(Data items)
....................

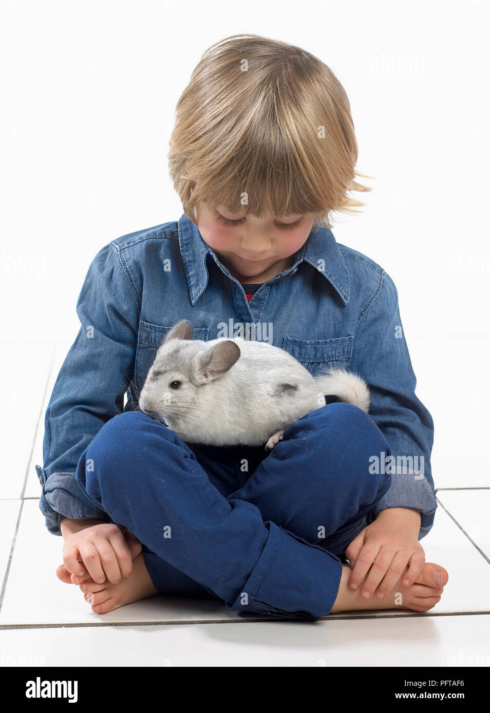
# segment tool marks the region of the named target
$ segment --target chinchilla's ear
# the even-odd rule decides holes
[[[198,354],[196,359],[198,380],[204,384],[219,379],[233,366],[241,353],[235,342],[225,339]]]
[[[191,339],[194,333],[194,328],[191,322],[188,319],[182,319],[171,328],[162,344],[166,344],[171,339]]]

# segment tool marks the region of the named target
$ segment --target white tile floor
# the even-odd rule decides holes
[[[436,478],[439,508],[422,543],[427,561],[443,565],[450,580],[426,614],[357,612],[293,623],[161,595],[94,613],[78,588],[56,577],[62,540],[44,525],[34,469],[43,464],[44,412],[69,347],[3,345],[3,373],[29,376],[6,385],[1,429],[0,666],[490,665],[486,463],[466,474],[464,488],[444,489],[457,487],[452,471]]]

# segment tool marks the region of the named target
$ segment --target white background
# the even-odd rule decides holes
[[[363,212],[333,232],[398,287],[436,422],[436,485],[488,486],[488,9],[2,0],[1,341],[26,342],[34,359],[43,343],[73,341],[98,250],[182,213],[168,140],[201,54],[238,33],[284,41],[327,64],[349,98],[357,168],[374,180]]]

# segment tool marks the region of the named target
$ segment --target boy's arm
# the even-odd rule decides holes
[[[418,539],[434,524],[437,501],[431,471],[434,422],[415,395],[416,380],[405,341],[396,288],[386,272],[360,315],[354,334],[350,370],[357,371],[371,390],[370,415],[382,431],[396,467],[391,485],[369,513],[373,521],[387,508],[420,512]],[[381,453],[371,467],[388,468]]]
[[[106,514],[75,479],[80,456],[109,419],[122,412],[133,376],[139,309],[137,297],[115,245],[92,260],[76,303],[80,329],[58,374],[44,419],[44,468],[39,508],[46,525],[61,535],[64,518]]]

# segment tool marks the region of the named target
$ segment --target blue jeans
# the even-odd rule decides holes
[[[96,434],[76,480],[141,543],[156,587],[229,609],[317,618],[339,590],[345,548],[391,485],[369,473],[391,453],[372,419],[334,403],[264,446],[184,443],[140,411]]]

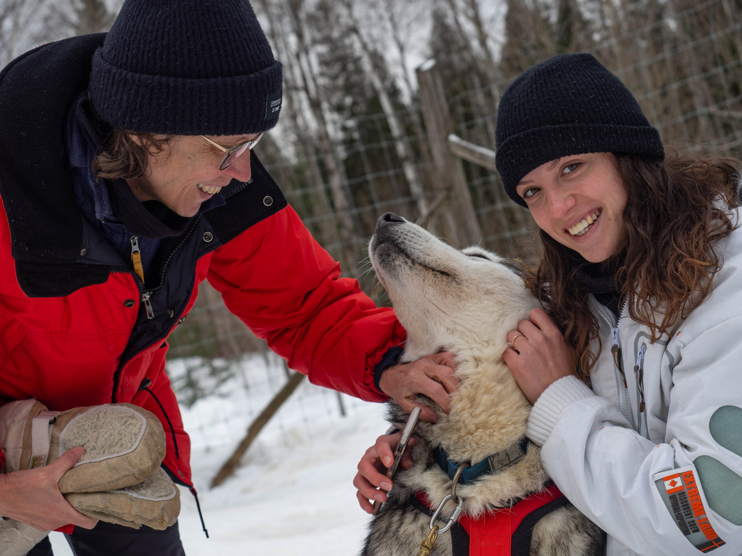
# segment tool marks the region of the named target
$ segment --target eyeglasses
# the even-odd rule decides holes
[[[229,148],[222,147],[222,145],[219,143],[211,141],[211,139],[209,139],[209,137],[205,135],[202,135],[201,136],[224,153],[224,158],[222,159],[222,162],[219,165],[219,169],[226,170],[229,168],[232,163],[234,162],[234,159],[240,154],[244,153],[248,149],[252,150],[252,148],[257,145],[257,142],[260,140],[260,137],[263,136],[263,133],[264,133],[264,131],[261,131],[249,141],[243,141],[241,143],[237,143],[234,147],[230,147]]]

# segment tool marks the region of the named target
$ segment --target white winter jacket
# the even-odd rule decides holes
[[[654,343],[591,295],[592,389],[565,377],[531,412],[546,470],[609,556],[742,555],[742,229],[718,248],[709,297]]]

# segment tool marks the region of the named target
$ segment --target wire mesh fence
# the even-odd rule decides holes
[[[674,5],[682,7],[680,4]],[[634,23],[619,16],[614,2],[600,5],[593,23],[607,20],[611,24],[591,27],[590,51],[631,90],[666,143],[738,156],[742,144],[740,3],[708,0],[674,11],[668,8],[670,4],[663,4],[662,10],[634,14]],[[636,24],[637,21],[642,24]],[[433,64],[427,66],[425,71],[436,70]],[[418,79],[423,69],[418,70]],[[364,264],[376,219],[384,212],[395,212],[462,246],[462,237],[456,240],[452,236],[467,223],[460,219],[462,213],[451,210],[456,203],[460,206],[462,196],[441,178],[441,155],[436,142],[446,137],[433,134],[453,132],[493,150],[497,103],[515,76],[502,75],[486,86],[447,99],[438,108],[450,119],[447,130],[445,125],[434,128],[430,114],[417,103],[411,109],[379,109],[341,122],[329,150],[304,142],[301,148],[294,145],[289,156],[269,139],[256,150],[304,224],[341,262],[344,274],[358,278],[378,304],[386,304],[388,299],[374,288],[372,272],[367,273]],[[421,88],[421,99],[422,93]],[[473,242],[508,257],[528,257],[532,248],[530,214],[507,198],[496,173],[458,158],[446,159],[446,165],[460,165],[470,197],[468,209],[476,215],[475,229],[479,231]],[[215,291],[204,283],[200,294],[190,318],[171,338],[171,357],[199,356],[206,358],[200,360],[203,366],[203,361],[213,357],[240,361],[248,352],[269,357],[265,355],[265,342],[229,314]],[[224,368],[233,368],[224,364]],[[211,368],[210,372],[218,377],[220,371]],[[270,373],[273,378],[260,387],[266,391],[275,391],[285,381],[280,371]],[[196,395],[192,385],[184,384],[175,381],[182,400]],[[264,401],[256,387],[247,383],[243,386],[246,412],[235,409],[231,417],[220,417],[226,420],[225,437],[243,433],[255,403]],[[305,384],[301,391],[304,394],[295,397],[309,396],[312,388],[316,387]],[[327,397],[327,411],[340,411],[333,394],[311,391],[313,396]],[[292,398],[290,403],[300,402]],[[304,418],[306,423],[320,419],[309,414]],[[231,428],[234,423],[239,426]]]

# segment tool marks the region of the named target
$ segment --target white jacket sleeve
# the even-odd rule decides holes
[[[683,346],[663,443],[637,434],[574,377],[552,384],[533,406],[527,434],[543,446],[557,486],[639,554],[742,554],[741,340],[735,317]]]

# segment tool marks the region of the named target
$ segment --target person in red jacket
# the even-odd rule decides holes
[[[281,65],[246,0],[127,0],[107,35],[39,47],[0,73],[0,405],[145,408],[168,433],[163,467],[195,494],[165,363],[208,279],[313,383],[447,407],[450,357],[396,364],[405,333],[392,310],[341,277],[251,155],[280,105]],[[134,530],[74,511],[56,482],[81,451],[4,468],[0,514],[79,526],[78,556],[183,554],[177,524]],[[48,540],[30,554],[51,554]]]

....................

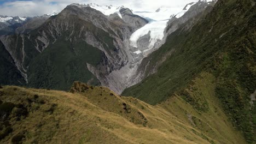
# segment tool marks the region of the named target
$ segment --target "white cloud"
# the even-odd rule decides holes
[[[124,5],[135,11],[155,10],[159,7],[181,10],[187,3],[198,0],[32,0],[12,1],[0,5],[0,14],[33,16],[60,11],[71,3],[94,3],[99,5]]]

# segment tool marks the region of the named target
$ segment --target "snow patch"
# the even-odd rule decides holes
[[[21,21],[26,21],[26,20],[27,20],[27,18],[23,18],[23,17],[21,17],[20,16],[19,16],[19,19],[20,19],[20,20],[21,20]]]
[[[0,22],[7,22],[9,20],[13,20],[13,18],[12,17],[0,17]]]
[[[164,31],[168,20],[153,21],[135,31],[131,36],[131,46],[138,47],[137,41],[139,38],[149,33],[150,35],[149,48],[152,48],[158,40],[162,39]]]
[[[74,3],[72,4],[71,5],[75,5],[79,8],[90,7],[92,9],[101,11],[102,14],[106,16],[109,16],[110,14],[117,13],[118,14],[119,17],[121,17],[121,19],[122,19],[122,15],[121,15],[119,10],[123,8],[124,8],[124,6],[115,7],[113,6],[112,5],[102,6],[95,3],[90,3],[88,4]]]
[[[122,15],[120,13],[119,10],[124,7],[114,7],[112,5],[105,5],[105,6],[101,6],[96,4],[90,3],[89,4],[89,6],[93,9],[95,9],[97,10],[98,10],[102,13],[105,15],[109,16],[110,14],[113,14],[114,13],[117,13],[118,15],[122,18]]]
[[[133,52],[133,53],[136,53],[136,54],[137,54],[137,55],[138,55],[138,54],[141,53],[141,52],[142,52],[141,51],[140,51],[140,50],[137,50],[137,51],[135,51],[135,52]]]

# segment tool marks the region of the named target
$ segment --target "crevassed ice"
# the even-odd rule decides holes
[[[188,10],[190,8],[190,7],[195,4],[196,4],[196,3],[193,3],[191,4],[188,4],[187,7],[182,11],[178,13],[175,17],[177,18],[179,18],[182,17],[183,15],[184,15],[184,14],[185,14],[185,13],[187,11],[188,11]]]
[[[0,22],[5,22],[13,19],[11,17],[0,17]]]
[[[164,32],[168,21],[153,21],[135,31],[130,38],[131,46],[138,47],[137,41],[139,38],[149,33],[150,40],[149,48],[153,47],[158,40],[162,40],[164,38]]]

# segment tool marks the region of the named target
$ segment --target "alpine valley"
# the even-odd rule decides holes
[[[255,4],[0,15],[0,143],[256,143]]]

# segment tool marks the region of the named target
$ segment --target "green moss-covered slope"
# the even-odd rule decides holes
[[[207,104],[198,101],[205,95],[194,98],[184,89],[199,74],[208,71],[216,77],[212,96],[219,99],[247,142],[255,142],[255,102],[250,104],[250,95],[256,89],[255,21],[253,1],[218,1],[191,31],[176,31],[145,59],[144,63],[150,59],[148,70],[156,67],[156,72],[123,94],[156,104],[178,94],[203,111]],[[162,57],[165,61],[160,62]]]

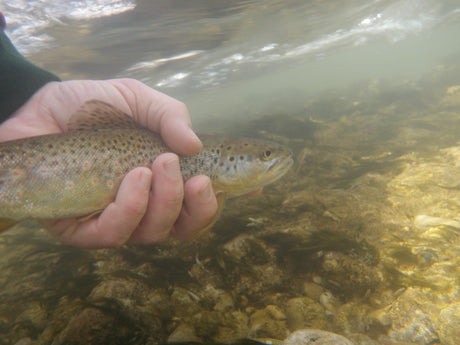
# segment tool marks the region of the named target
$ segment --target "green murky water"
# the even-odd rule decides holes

....................

** What is expected **
Return each line of the data above that contains the word "jacket". Case counts.

** Solution to the exercise **
$ segment --target white winter jacket
$ segment --target white jacket sleeve
$ segment --target person in red jacket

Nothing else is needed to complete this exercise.